=== Extrait ===

Je n’avance pas non plus qu’il y ait eu absence totale de sanctions (je n’en sais rien), ou sanctions symboliques, pour ne pas donner plus d’ampleur, de prolongement à une muflerie intellectuelle et financière (thèse poursuivie pendant six ans, justifiant peut-être que Jamel Touir puisse continuer à être directeur de recherches).
Cela étant, tout ce qui précède étant quelque peu barbant, un moment de détente. Voici quelques extraits authentiques de ladite thèse (sans le moindre sic, ce serait lassant) :
« En ce qui concerne les lois physiques connue on a rejeté les lois de Newton, de Kepler et d’Einstein vue la faiblesse de leurs fondements et ont a proposé par contre une nouvelle vision de la cinématique des objets conforme aux versets du Coran (…) les étoiles se situent à 7 000 000 km avec un diamètre de 292 km et leur nombre est limité. Ils possèdent trois rôles : pour être un décor du ciel ; pour lapider les diables et des signes pour guider les créatures dans les ténèbres de la terre (…) la terre est immobile ». Forcément immobile puisque la position de la plus grande constellation par rapport à la Kaaba « est constamment fixe ».
On ne sait pas pourquoi le diamètre des étoiles n’a pas été arrondi à 300 km, ce qui aurait pu faciliter certains calculs kabbalistiques. On ne s’explique pas, comme le relève le Dr Foued Nasfi, que seuls Newton, Kepler et Einstein (Darwin, un oubli ?) sont réfutés et non Philolaos et Erastothène (pour Al-Ghazâlî, je m’abstiens de me prononcer).

===

Pouvez-vous retaper à l'identique le passage de l'extrait sur la thèse, en commençant à « On ne sait pas » et en terminant à « de me prononcer). » ?

=== Données enregistrées ===

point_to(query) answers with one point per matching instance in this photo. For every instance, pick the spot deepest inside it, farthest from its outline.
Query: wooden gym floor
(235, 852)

===

[Réponse rédigée]
On ne sait pas pourquoi le diamètre des étoiles n’a pas été arrondi à 300 km, ce qui aurait pu faciliter certains calculs kabbalistiques. On ne s’explique pas, comme le relève le Dr Foued Nasfi, que seuls Newton, Kepler et Einstein (Darwin, un oubli ?) sont réfutés et non Philolaos et Erastothène (pour Al-Ghazâlî, je m’abstiens de me prononcer).